● Extract provided
----------
Parsing an iCalendar file in C - c

I am looking to parse iCalendar files using C. I have an existing structure setup and reading in all ready and want to parse line by line with components.
For example I would need to parse something like the following:
UID:uid1#example.com
DTSTAMP:19970714T170000Z
ORGANIZER;CN=John Doe;SENT-BY="mailto:smith#example.com":mailto:john.doe#example.com
CATEGORIES:Project Report, XYZ, Weekly Meeting
DTSTART:19970714T170000Z
DTEND:19970715T035959Z
SUMMARY:Bastille Day Party
Here are some of the rules:
The first word on each line is the property name
The property name will be followed by a colon (:) or a semicolon (;)
If it is a colon then the property value will be directly to the right of the content to the end of the line
A further layer of complexity is added here as a comma separated list of values are allowed that would then be stored in an array. So the CATEGORIES one for example would have 3 elements in an array for the values
If after the property name a semi colon is there, then there are optional parameters that follow
The optional parameter format is ParamName=ParamValue. Again a comma separated list is supported here.
There can be more than one optional parameter as seen on the ORGANIZER line. There would just be another semicolon followed by the next parameter and value.
And to throw in yet another wrench, quotations are allowed in the values. If something is in quotes for the value it would need to be treated as part of the value instead of being part of the syntax. So a semicolon in a quotation would not mean that there is another parameter it would be part of the value.
I was going about this using strchr() and strtok() and have got some basic elements from that, however it is getting very messy and unorganized and does not seem to be the right way to do this.
How can I implement such a complex parser with the standard C libraries (or the POSIX regex library)? (not looking for whole solution, just starting point)

This answer is supposing that you want to roll your own parser using Standard C. In practice it is usually better to use an existing parser because they have already thought of and handled all the weird things that can come up.
My high level approach would be:
Read a line
Pass pointer to start of this line to a function parse_line:
Use strcspn on the pointer to identify the location of the first : or ; (aborting if no marker found)
Save the text so far as the property name
While the parsing pointer points to ;:
Call a function extract_name_value_pair passing address of your parsing pointer.
That function will extract and save the name and value, and update the pointer to point to the ; or : following the entry. Of course this function must handle quote marks in the value and the fact that their might be ; or : in the value
(At this point the parsing pointer is always on :)
Pass the rest of the string to a function parse_csv which will look for comma-separated values (again, being aware of quote marks) and store the results it finds in the right place.
The functions parse_csv and extract_name_value_pair should in fact be developed and tested first. Make a test suite and check that they work properly. Then write your overall parser function which calls those functions as needed.
Also, write all the memory allocation code as separate functions. Think of what data structure you want to store your parsed result in. Then code up that data structure, and test it, entirely independently of the parsing code. Only then, write the parsing code and call functions to insert the resulting data in the data structure.
----------
● Information given
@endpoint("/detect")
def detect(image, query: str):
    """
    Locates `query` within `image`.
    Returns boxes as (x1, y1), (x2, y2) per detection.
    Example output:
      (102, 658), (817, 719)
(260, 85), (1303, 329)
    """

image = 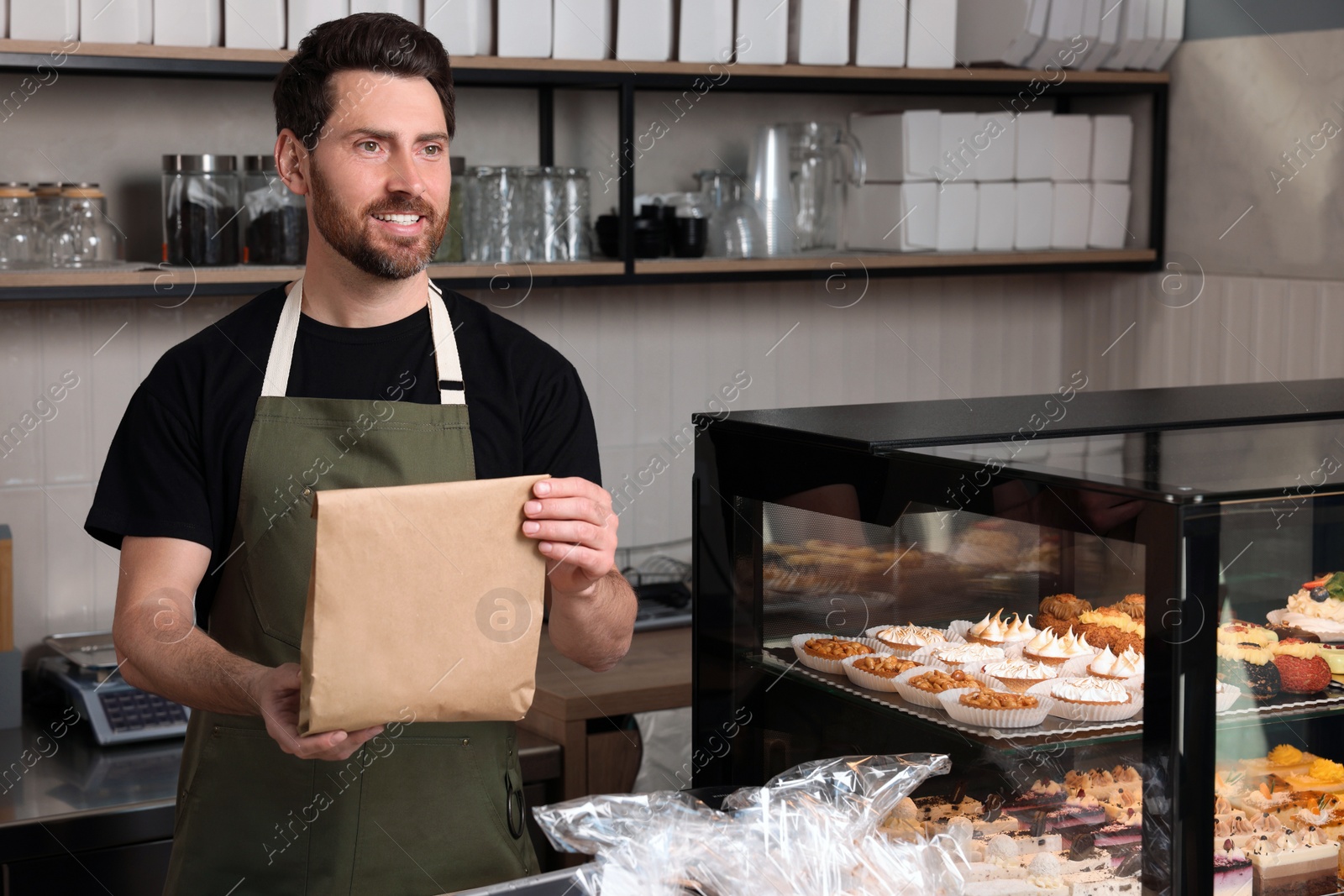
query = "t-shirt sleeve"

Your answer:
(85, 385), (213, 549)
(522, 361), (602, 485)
----------
● Given exercise 1
In the iCalendar parsing thread, retype the passage word for word, starting at the words "Pass the rest" and ending after the words "the data structure.".
● Given exercise 2
According to the iCalendar parsing thread, why is it usually better in practice to use an existing parser than to write your own in Standard C?

● Exercise answer 1
Pass the rest of the string to a function parse_csv which will look for comma-separated values (again, being aware of quote marks) and store the results it finds in the right place.
The functions parse_csv and extract_name_value_pair should in fact be developed and tested first. Make a test suite and check that they work properly. Then write your overall parser function which calls those functions as needed.
Also, write all the memory allocation code as separate functions. Think of what data structure you want to store your parsed result in. Then code up that data structure, and test it, entirely independently of the parsing code. Only then, write the parsing code and call functions to insert the resulting data in the data structure.

● Exercise answer 2
Existing parsers have already anticipated and handled all the odd cases that can come up.